## Extrait du document
· · · · · · ·
Bientôt les événemens se précipitèrent, plus forts que la plus intrépide volonté. Après le 20 juin, André Chénier semble avoir eu pourtant comme un éclair d’espoir. La noble attitude du roi, sommé de lever son veto, menacé tout un jour et calme devant la multitude qui défila devant lui, sous la conduite de Santerre, aux cris de vivent les sans-culottes ! l’effroi de la bourgeoisie de Paris, la consternation de l’assemblée elle-même, tout cela semblait marquer cette occasion, unique dans les temps de révolution, qui permet, si l’on en profite, de prévenir les dernières catastrophes : heure suprême où tout peut être sauvé encore, après laquelle il est trop tard, et qui semble accordée, comme par une dernière faveur du ciel, aux nations ou aux dynasties en péril. « Non, s’écria André Chénier dans un dernier élan, quelle que soit l’audace des ennemis de la chose publique, l’âme des bons citoyens ne doit pas être entièrement fermée à l’espoir. La tentative faite le 20 juin pour soumettre le représentant de la nation au joug des clubs et des tavernes a dessillé les yeux de ceux même qui jusqu’ici s’étaient montrés les plus aveugles… Pour moi, citoyen obscur, mais intègre et fidèle aux lois, j’élèverai la voix en leur nom et au nom de la patrie, et je remercierai le roi du service qu’il vient de nous rendre. Je le remercierai de nous avoir appris comment on exécute les lois. » L’aveuglement de l’assemblée nationale, qui ne comprenait pas que sa cause était liée à celle de la constitution et à celle du roi, se montra incurable, et l’article que fit paraître André Chénier le 26 juillet, en réponse aux injures de Brissot, porte la trace de son découragement. On voit qu’il n’espère plus rien. Tout est bien fini en effet pour la cause constitutionnelle, qu’il représente avec une éloquence condamnée d’avance et un courage stérile. Le 10 août est là, tout près de lui, déjà formé, désormais organisé dans les clubs et dans les sections, qui va déposséder non plus seulement le roi, mais l’assemblée, devenue l’instrument déshonoré des violences populaires, jusqu’au jour où elle assistera silencieuse aux massacres de septembre.
· · · · · · ·
## Données extraites
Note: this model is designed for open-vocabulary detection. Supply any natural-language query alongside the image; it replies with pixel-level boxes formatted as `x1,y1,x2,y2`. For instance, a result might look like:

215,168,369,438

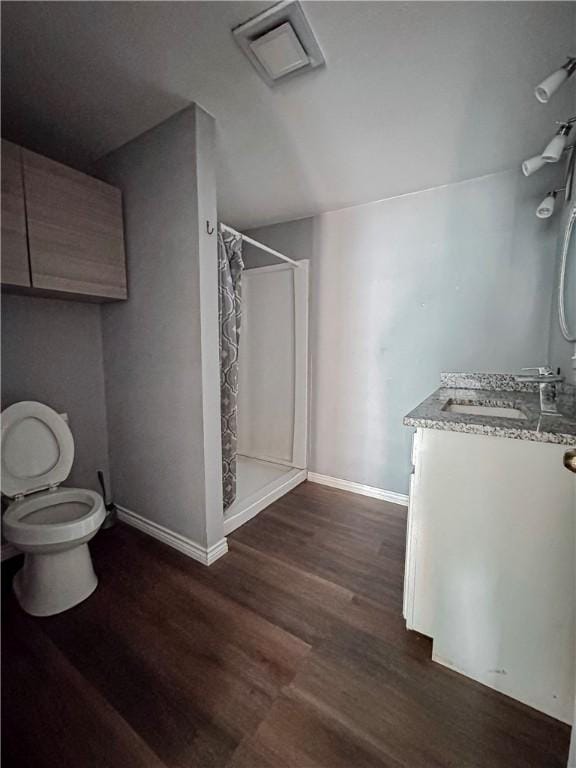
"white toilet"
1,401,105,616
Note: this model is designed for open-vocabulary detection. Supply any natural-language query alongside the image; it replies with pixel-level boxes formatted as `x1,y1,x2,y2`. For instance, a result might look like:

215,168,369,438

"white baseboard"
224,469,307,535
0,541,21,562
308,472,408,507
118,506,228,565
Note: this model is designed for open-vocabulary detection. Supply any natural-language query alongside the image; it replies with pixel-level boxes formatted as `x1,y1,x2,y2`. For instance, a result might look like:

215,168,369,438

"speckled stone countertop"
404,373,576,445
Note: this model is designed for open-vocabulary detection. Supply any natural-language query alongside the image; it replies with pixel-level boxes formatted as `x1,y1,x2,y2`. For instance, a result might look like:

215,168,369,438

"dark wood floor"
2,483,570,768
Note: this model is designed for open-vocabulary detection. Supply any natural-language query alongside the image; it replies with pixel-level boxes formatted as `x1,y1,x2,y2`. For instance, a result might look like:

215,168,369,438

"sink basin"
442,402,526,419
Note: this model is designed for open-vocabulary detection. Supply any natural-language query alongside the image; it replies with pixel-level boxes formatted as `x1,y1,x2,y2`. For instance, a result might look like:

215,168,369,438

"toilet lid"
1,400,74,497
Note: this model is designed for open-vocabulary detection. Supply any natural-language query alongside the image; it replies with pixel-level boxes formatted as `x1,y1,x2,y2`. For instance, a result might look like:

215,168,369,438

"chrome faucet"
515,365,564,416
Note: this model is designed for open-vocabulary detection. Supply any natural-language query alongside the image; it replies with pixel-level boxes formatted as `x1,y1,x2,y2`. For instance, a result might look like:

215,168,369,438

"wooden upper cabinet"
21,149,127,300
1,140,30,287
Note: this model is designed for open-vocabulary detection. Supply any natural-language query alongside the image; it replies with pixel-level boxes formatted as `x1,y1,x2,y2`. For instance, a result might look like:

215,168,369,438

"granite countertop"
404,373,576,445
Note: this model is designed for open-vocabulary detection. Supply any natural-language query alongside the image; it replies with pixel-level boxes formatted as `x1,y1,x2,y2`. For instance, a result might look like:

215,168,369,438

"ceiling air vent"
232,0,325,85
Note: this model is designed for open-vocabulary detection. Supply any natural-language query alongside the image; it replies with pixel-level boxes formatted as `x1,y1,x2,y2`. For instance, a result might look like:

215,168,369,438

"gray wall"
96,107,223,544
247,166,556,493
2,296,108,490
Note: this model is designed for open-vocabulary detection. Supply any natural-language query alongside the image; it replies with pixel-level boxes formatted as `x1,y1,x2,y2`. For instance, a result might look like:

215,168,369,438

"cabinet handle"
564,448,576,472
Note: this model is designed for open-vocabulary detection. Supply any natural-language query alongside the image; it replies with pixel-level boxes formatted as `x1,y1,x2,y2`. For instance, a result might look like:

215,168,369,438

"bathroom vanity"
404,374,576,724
· · · · · · ·
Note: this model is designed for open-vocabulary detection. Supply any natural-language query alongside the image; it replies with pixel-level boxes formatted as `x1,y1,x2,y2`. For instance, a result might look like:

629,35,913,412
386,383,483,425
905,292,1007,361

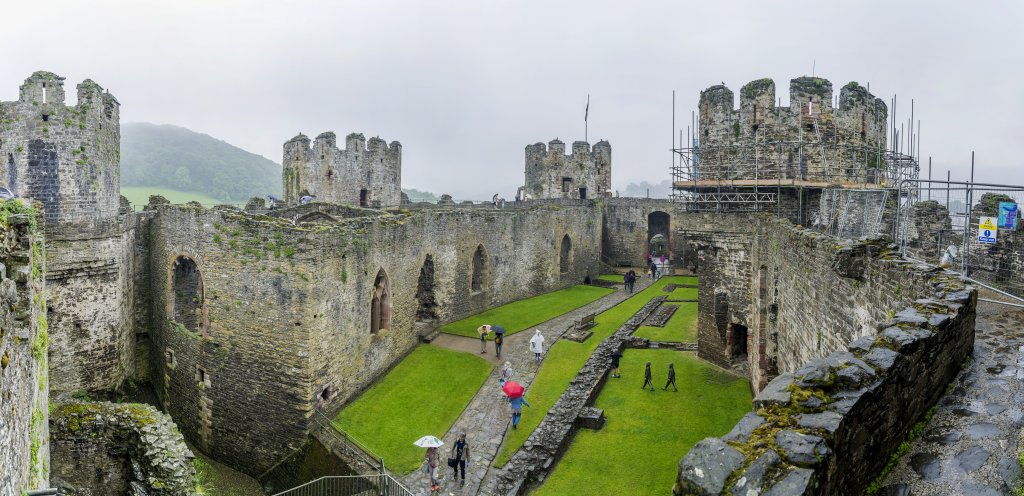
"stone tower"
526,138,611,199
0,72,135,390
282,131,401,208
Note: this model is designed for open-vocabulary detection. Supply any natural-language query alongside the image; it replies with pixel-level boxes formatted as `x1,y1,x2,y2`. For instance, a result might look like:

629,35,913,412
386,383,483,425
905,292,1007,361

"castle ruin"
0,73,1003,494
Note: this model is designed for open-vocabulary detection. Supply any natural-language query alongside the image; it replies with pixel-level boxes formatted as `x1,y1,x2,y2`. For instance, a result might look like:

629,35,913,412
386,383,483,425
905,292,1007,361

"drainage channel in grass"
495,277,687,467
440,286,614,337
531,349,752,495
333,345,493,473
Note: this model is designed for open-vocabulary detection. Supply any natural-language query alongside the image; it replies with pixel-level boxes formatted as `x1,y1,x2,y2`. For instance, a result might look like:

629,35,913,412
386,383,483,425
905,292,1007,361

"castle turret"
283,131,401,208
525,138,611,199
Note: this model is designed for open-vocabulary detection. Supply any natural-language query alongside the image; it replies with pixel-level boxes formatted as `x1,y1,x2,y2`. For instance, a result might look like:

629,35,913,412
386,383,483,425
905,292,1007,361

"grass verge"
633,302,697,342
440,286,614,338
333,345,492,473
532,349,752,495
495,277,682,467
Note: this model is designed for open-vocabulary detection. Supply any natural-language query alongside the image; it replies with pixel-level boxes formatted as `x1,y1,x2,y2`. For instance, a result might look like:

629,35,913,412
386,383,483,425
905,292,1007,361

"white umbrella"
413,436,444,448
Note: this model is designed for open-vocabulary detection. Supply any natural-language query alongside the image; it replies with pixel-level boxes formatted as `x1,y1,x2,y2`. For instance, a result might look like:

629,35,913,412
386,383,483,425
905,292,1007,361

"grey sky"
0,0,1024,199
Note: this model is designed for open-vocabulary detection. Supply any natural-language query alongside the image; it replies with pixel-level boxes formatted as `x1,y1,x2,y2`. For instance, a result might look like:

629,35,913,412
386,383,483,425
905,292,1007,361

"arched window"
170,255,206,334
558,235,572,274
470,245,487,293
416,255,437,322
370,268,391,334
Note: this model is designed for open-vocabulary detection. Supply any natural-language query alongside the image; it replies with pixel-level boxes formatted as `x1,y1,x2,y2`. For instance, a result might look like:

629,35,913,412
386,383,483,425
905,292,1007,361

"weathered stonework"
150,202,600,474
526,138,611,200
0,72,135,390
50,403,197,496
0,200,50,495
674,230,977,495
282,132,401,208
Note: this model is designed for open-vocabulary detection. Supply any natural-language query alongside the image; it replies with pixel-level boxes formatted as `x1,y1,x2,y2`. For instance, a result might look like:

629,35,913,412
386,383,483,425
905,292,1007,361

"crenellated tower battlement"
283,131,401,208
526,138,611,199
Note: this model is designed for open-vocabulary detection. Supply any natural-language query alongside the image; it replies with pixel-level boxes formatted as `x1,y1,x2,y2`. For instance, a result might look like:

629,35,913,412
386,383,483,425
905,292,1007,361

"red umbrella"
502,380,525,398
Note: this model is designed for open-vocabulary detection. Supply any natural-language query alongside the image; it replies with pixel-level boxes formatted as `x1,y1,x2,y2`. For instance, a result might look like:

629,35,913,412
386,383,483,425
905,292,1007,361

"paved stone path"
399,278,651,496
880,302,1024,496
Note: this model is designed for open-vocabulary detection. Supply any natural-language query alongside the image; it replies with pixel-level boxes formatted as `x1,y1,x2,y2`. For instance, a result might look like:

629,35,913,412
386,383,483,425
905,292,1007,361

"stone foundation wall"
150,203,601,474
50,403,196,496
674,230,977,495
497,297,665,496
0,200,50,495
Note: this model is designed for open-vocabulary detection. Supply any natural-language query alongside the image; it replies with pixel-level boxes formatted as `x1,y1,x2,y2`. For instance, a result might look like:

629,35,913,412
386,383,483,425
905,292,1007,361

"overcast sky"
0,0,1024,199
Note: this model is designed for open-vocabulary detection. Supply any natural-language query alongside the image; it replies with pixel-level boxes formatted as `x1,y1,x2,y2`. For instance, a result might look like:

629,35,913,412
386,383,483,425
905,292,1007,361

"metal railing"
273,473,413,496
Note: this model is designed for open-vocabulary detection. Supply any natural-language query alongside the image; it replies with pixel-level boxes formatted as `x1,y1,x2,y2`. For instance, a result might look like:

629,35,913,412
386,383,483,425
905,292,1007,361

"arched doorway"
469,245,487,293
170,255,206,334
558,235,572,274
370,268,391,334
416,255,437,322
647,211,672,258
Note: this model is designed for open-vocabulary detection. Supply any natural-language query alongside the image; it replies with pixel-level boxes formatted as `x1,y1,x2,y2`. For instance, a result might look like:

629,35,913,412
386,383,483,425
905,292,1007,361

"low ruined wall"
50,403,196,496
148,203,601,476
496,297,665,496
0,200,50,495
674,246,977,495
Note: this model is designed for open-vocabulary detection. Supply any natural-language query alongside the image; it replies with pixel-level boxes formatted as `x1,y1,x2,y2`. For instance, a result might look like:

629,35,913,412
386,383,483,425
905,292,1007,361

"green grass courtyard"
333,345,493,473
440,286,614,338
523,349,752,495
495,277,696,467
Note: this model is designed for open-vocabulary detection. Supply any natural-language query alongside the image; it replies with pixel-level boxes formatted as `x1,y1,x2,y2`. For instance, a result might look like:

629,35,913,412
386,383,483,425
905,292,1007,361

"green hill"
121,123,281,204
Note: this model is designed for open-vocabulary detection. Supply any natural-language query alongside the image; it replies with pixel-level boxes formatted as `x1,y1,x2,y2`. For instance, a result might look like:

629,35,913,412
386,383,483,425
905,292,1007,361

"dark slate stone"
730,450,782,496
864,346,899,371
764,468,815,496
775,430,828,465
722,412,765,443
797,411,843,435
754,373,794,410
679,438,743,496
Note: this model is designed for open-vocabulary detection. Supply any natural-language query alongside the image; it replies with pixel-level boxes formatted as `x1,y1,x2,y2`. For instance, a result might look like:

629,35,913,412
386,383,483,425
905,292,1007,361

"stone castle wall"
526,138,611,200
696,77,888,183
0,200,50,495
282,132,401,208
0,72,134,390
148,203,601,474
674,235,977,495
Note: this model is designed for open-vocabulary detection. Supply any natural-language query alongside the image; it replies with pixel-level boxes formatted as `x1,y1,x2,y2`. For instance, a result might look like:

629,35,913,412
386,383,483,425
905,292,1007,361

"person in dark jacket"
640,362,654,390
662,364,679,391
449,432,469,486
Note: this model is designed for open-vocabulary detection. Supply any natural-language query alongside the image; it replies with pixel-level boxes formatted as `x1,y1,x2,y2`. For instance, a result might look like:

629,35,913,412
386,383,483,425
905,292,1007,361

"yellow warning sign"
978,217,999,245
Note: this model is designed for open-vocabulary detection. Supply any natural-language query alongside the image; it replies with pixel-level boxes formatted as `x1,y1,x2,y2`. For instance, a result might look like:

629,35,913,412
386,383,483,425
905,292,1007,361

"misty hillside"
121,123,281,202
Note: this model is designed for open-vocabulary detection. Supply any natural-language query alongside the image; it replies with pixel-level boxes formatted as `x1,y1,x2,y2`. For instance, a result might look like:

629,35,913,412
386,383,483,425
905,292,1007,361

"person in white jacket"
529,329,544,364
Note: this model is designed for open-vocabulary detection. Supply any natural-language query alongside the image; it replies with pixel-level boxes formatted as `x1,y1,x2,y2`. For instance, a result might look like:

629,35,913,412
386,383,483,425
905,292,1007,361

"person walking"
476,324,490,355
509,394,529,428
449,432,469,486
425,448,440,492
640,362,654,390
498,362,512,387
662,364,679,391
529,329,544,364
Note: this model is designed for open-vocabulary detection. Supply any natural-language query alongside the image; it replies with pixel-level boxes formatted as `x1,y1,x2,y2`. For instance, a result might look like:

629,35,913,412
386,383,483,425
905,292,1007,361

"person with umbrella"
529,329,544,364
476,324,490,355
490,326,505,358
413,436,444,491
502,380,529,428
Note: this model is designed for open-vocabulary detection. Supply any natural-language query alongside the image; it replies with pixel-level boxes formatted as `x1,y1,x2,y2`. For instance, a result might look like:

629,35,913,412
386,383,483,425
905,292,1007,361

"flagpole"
· · · · · · ·
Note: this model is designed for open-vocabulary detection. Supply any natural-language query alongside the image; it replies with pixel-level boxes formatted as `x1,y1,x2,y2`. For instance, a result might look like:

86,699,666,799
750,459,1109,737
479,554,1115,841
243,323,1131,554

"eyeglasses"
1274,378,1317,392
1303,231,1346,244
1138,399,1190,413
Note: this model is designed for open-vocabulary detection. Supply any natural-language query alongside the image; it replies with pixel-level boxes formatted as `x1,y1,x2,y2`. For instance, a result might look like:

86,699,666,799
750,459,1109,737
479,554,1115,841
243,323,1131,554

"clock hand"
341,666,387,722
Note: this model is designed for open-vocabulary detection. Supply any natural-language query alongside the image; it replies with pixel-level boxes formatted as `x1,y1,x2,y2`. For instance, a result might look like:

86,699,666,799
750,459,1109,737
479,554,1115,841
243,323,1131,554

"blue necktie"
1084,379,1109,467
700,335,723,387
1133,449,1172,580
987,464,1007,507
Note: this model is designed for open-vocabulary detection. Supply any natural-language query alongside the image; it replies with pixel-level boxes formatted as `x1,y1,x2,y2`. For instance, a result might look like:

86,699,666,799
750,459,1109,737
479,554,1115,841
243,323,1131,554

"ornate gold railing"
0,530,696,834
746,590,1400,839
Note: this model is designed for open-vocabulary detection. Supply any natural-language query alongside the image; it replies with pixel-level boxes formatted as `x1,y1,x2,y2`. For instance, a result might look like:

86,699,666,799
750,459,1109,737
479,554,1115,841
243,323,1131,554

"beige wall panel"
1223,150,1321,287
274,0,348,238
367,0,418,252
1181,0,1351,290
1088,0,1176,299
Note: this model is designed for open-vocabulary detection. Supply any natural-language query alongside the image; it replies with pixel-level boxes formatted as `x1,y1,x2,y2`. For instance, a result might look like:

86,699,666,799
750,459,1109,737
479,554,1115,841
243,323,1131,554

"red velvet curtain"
· · · · · · ·
Relevez toutes les personnes désignées par leur nom propre dans l'extrait sur André Chénier.

André Chénier, Santerre, Brissot